What the task requires >> Take the material below and retype it in full; pictures are left out.

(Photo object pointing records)
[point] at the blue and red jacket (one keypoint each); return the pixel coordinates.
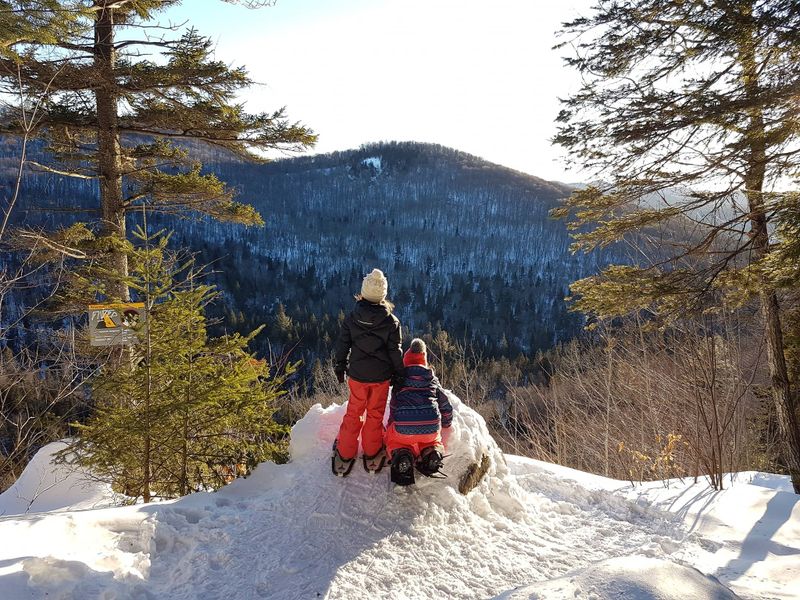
(419, 406)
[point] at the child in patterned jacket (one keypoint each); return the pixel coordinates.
(418, 410)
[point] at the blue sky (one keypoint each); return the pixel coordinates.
(474, 75)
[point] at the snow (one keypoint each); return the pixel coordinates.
(45, 487)
(628, 578)
(529, 530)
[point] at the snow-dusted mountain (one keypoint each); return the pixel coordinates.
(467, 245)
(529, 530)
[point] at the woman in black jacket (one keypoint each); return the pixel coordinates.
(369, 351)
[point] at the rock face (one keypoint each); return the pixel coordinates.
(473, 475)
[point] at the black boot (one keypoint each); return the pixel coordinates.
(429, 462)
(341, 466)
(402, 471)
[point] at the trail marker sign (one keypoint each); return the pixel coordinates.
(115, 324)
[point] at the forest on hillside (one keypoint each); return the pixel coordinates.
(468, 246)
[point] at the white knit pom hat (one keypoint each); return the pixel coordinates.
(375, 286)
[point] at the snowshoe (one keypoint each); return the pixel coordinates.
(429, 462)
(341, 467)
(402, 470)
(373, 464)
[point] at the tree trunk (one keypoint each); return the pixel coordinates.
(785, 402)
(109, 160)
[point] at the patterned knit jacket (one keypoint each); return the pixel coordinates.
(420, 406)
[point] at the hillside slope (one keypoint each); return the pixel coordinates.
(467, 245)
(295, 531)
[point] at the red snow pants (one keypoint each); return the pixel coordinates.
(364, 397)
(415, 443)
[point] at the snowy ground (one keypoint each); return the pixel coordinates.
(530, 530)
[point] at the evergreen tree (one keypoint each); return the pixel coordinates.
(699, 99)
(192, 412)
(134, 124)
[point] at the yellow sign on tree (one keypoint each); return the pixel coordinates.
(115, 324)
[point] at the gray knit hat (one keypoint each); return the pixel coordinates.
(375, 286)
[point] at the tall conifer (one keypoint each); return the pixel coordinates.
(133, 123)
(688, 113)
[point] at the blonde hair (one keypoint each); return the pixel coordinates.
(385, 302)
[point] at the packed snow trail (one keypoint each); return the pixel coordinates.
(296, 531)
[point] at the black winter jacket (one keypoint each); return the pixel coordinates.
(371, 337)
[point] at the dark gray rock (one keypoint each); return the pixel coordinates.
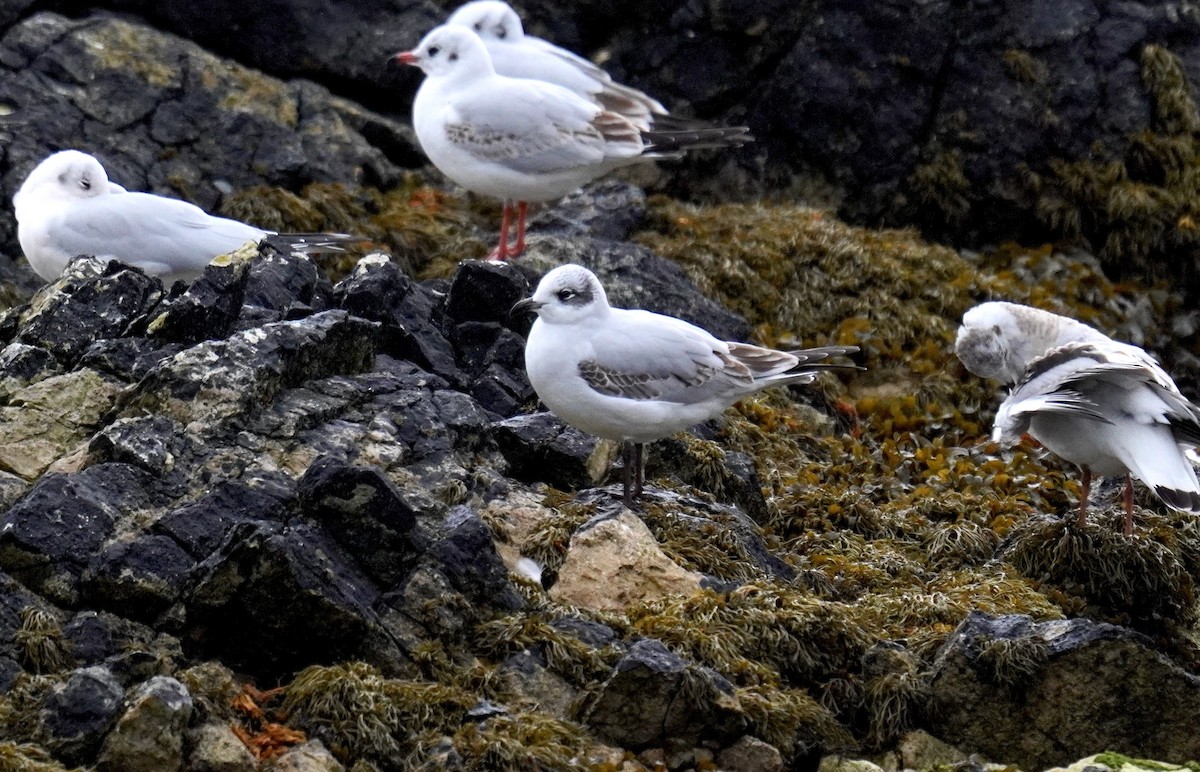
(201, 526)
(151, 442)
(1045, 694)
(365, 513)
(379, 291)
(635, 277)
(606, 209)
(655, 698)
(149, 736)
(49, 536)
(467, 556)
(484, 291)
(139, 578)
(274, 599)
(207, 310)
(540, 448)
(91, 300)
(78, 714)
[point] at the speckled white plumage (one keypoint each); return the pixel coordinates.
(1103, 405)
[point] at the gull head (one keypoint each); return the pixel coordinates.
(985, 342)
(491, 19)
(65, 175)
(451, 52)
(565, 295)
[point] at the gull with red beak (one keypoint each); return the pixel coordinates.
(525, 141)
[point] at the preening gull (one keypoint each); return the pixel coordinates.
(1105, 406)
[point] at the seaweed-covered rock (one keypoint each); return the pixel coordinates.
(658, 699)
(1044, 694)
(149, 736)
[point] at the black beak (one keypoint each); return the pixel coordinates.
(525, 306)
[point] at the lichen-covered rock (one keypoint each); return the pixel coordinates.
(658, 699)
(613, 562)
(215, 748)
(1044, 694)
(149, 736)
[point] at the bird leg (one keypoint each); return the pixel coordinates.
(627, 456)
(520, 246)
(1086, 485)
(639, 467)
(1128, 497)
(501, 252)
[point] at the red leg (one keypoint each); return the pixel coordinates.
(1086, 485)
(501, 252)
(521, 211)
(1128, 526)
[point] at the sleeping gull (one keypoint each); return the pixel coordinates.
(1105, 406)
(66, 207)
(636, 376)
(525, 141)
(519, 55)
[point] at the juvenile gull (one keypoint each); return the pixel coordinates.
(1105, 406)
(66, 207)
(523, 141)
(520, 55)
(635, 376)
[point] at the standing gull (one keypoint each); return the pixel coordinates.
(519, 55)
(1105, 406)
(525, 141)
(66, 207)
(635, 376)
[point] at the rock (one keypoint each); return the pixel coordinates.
(214, 748)
(409, 312)
(658, 699)
(139, 578)
(365, 513)
(1044, 694)
(255, 365)
(276, 598)
(94, 299)
(605, 209)
(149, 442)
(483, 291)
(22, 365)
(45, 420)
(310, 756)
(468, 558)
(615, 562)
(207, 310)
(635, 277)
(149, 736)
(201, 526)
(48, 538)
(750, 754)
(78, 713)
(540, 448)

Reply to the exercise >>
[point] at the blue and red jacket (one keypoint each); return the pixel coordinates.
(419, 406)
[point] at the child in patterned jacket (one keypoint each); return the pixel coordinates.
(418, 410)
[point] at the blue sky (one keypoint each); return the pixel coordinates.
(474, 75)
[point] at the snow (one keypoint each); return the pixel coordinates.
(45, 487)
(628, 578)
(529, 530)
[point] at the snow-dusted mountain (one keypoint each); return the pixel coordinates.
(467, 245)
(529, 530)
[point] at the woman in black jacket (one keypoint each); return the pixel coordinates.
(369, 351)
[point] at the rock face (one keypoint each); return the pixel coordinates.
(473, 475)
[point] at the black boot (one keypoint each); return the pixel coordinates.
(429, 462)
(341, 466)
(402, 471)
[point] at the trail marker sign (one keypoint each); return the pixel coordinates.
(115, 324)
[point] at the forest on hillside (one keypoint each); return the pixel coordinates.
(468, 246)
[point] at the white knit pom hat (one keypoint each); return the pixel coordinates.
(375, 286)
[point] at the snowshoe (one keypoint each); return the pixel coordinates.
(429, 462)
(341, 467)
(402, 470)
(373, 464)
[point] at the tree trunk (one keypoint each); return the pixel coordinates.
(785, 402)
(109, 160)
[point] at the patterned knit jacket (one keypoint each); return the pixel coordinates.
(420, 406)
[point] at the hillside slope (one keypoint each); return the pixel coordinates.
(467, 245)
(295, 531)
[point] at the red snow pants (one keypoint each); return the pixel coordinates.
(364, 397)
(415, 443)
[point] at the snowy ground (one keypoint each); return the pixel coordinates.
(530, 530)
[point] at the evergreen tree (one keypoint each); return the pixel coordinates.
(699, 99)
(192, 412)
(134, 124)
[point] at the yellow sign on tree (one keypoint each); return the pixel coordinates.
(115, 324)
[point] at the gray knit hat (one keypoint each); return the pixel coordinates.
(375, 286)
[point] at the tall conifer (one keypoint each); return the pixel coordinates.
(133, 123)
(688, 113)
[point] at the blonde hair (one keypoint each); return the pixel coordinates.
(385, 302)
[point] at the packed snow trail (one keypoint each); return the pixel coordinates.
(296, 531)
[point] at the black winter jacket (one keypoint each); return the pixel coordinates.
(371, 337)
[point] at the dark gray rock (one keypoint each); return the pixel coordinates.
(201, 526)
(151, 442)
(1045, 694)
(365, 513)
(379, 291)
(635, 277)
(606, 209)
(655, 698)
(149, 736)
(49, 536)
(467, 556)
(484, 291)
(139, 578)
(274, 599)
(207, 310)
(540, 448)
(91, 300)
(78, 714)
[point] at the speckled white plumage (one keypoint each); return the pixel coordinates.
(1103, 405)
[point] at the gull head (one keypoint each); return the pixel coordinates.
(985, 342)
(491, 19)
(65, 175)
(451, 52)
(565, 295)
[point] at the gull with red beak (one keypoint each); return the pixel coordinates.
(525, 141)
[point] at the preening gull (one keypoint each); return the pixel coordinates.
(1105, 406)
[point] at the seaweed-covered rock (one keypoint each); return the pixel coordinates.
(658, 699)
(1044, 694)
(149, 736)
[point] at the black beak (one keypoint each); return the pixel coordinates.
(525, 306)
[point] at the lichen-covered rock (one keypoint each); return the pixel coordinates.
(658, 699)
(613, 562)
(215, 748)
(1044, 694)
(149, 736)
[point] at the bird leg (one keypoint each); return the pixel coordinates.
(627, 456)
(520, 246)
(1086, 485)
(639, 467)
(1128, 497)
(501, 252)
[point] at the red leg (one keypoint each); return the pixel coordinates.
(1086, 485)
(501, 252)
(521, 211)
(1128, 526)
[point] at the sleeping gull (one keypoint each); return the pixel coordinates.
(1105, 406)
(66, 207)
(636, 376)
(525, 141)
(519, 55)
[point] at the juvenile gull (one keypoint each); return the pixel coordinates.
(1105, 406)
(66, 207)
(523, 141)
(520, 55)
(635, 376)
[point] at the standing gull (one keypoint each); return the pixel coordinates.
(519, 55)
(1105, 406)
(525, 141)
(66, 207)
(635, 376)
[point] at the rock (one keypoint each); return the pixel coordinates.
(214, 748)
(409, 312)
(658, 699)
(139, 578)
(365, 513)
(1044, 694)
(255, 365)
(276, 598)
(94, 299)
(605, 209)
(149, 442)
(483, 291)
(22, 365)
(45, 420)
(310, 756)
(468, 558)
(615, 562)
(207, 310)
(635, 277)
(149, 736)
(201, 526)
(48, 538)
(750, 754)
(78, 713)
(540, 448)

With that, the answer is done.